__Raw data__

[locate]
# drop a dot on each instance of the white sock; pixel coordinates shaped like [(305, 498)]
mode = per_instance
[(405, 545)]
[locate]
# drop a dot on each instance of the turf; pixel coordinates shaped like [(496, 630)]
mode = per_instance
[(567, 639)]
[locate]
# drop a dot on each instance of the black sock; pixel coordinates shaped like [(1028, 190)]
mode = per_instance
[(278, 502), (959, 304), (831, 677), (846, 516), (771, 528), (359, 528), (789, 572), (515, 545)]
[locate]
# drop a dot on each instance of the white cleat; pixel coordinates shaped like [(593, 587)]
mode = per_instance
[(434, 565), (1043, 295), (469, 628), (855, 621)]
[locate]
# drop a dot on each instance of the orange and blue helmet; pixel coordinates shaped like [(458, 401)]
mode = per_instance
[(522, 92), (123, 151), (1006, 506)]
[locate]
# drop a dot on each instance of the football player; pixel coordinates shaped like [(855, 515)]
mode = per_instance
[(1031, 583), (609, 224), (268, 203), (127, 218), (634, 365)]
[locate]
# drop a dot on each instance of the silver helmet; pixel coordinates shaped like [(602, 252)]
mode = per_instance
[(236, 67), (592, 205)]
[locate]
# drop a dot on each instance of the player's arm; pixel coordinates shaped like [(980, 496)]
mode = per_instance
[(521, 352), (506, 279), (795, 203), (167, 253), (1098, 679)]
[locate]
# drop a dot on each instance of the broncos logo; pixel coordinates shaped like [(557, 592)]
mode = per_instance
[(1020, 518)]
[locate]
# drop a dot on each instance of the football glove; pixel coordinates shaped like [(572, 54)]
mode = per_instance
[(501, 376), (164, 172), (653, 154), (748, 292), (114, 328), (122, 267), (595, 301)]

__Given problem__
Repeat all of the entries above, switching "helmet" to "headgear" wherever it appears and leaving every other character unchanged.

__Answer to the problem__
[locate]
# drop a dot on each instance of the white sock; pixel coordinates shaped like [(305, 498)]
mode = per_instance
[(405, 545)]
[locate]
# drop a dot on each instance of the turf; pixel coordinates shaped like [(496, 630)]
mode = per_instance
[(567, 639)]
[locate]
# drop a dot on each instance of the black sock; pixel coordinates shaped like [(1028, 190)]
mode = per_instance
[(278, 502), (959, 304), (831, 677), (846, 516), (771, 528), (359, 528), (789, 572), (515, 545)]
[locate]
# drop a dot on each instance of the white cleat; pixel coordinates shaped like [(593, 587)]
mode = per_instance
[(434, 565), (1043, 295), (469, 628), (855, 621)]
[locate]
# drop a dot on each instance of the orange and blue headgear; pixel coordinates shaped like [(458, 401)]
mode = per_instance
[(522, 92), (123, 151), (1006, 506)]
[locate]
# drop a dot on each instance of the football player; pixel coordinates shaped like [(855, 515)]
mode = per_instance
[(1031, 583), (609, 224), (268, 203), (127, 218), (634, 365)]
[locate]
# drop a dot on each instance of the silver headgear; pixel coordinates shaped like [(602, 252)]
mode = per_instance
[(236, 67), (592, 205)]
[locate]
# drop a dot on each instance of the player's arm; pixel coordinates shaped like [(980, 496)]
mode = per_instance
[(521, 352), (506, 279), (795, 203), (167, 253), (1098, 679)]
[locate]
# drop a dot on each instance of the broncos logo; pixel coordinates shaped like [(557, 592)]
mode = per_instance
[(1020, 518)]
[locate]
# drop a dot on each instance of the football glove; pixel coordinates shaped like [(572, 54)]
mode = per_instance
[(501, 376), (164, 172), (653, 154), (748, 292), (114, 328), (122, 267), (595, 301)]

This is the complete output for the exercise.